• _Task to carry out_
Reproduce the passage on the U.S.–Canada transit pipeline agreement word for word, in full.

• _Passage shown_
==============================

Bilateral Agreements

On March 30, 1977, President Carter sent to the U.S. Senate for advice and consent to ratification the Agreement between the United States and Canada Concerning Transit Pipelines signed at Washington on January 28, 1977. An excerpt from President Carter's letter of transmittal to the Senate describing the Agreement follows:

The Agreement was negotiated in response to a request made by the Congress in the Trans-Alaska Pipeline Authorization Act (Public Law 93-153) that the President determine the willingness of the Government of Canada to permit the construction of pipelines across Canada to carry oil and gas from Alaska's North Slope to markets in the lower 48 States, the terms and conditions which might apply to the operation of such pipelines and the need for intergovernmental agreements for this purpose. The Agreement negotiated in response to this request provides reciprocal protection against interruption in the flow of hydrocarbons in transit, and against discriminatory taxation. The Agreement is applicable both to existing and future pipelines transiting the United States and to future pipelines transiting Canada.

==============================

• _Excerpted records_
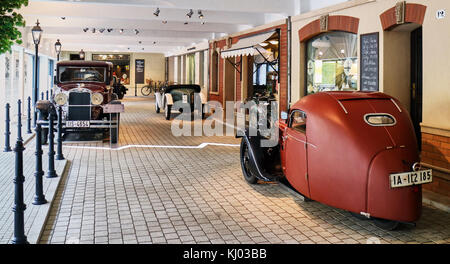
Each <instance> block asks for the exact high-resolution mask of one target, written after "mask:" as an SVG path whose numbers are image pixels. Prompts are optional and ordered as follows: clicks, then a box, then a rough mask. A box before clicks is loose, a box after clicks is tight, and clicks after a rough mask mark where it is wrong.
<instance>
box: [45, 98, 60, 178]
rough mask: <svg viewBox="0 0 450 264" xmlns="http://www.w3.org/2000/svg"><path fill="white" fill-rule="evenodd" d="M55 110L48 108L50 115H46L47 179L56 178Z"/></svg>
mask: <svg viewBox="0 0 450 264" xmlns="http://www.w3.org/2000/svg"><path fill="white" fill-rule="evenodd" d="M54 112H55V109H54V108H53V106H51V107H50V113H49V115H48V171H47V178H55V177H58V175H56V170H55V128H54V127H53V126H54V122H53V121H54V120H55V113H54Z"/></svg>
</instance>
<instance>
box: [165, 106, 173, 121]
mask: <svg viewBox="0 0 450 264" xmlns="http://www.w3.org/2000/svg"><path fill="white" fill-rule="evenodd" d="M171 112H172V106H171V105H168V104H166V107H165V108H164V115H165V117H166V120H170V114H171Z"/></svg>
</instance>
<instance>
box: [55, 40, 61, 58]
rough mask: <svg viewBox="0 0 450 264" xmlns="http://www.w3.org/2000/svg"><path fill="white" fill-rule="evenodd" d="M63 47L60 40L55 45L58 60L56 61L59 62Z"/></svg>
mask: <svg viewBox="0 0 450 264" xmlns="http://www.w3.org/2000/svg"><path fill="white" fill-rule="evenodd" d="M61 47H62V45H61V42H59V39H58V40H57V41H56V43H55V51H56V58H57V60H56V61H59V54H61Z"/></svg>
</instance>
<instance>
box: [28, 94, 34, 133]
mask: <svg viewBox="0 0 450 264" xmlns="http://www.w3.org/2000/svg"><path fill="white" fill-rule="evenodd" d="M27 100H28V117H27V133H28V134H31V133H33V132H32V131H31V97H29V96H28V99H27Z"/></svg>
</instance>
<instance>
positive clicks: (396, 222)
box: [373, 218, 400, 231]
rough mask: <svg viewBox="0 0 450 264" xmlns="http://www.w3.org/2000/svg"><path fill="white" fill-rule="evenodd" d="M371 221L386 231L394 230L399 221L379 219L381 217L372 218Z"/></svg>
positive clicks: (395, 228) (394, 229) (376, 225)
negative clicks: (376, 217)
mask: <svg viewBox="0 0 450 264" xmlns="http://www.w3.org/2000/svg"><path fill="white" fill-rule="evenodd" d="M373 222H374V224H375V225H376V226H378V227H379V228H381V229H384V230H388V231H392V230H395V229H396V228H397V227H398V226H399V225H400V223H399V222H397V221H393V220H387V219H381V218H374V219H373Z"/></svg>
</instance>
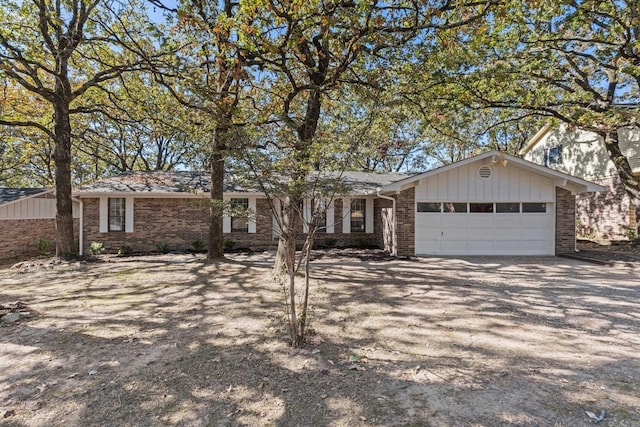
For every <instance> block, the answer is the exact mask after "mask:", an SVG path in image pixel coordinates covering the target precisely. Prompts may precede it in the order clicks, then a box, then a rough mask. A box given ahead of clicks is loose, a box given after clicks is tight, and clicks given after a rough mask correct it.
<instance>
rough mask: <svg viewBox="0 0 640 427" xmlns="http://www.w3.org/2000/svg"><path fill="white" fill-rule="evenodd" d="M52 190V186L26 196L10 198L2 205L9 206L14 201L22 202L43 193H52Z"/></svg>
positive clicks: (42, 194)
mask: <svg viewBox="0 0 640 427" xmlns="http://www.w3.org/2000/svg"><path fill="white" fill-rule="evenodd" d="M54 191H55V190H54V189H53V188H50V189H48V190H42V191H41V192H40V193H36V194H32V195H30V196H26V197H21V198H19V199H16V200H11V201H10V202H5V203H2V206H9V205H12V204H14V203H19V202H24V201H25V200H29V199H33V198H34V197H38V196H42V195H43V194H50V193H53V192H54Z"/></svg>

==============================

• _Exercise solution_
Bilateral Agreements

On March 30, 1977, President Carter sent to the U.S. Senate for advice and consent to ratification the Agreement between the United States and Canada Concerning Transit Pipelines signed at Washington on January 28, 1977. An excerpt from President Carter's letter of transmittal to the Senate describing the Agreement follows:

The Agreement was negotiated in response to a request made by the Congress in the Trans-Alaska Pipeline Authorization Act (Public Law 93-153) that the President determine the willingness of the Government of Canada to permit the construction of pipelines across Canada to carry oil and gas from Alaska's North Slope to markets in the lower 48 States, the terms and conditions which might apply to the operation of such pipelines and the need for intergovernmental agreements for this purpose. The Agreement negotiated in response to this request provides reciprocal protection against interruption in the flow of hydrocarbons in transit, and against discriminatory taxation. The Agreement is applicable both to existing and future pipelines transiting the United States and to future pipelines transiting Canada.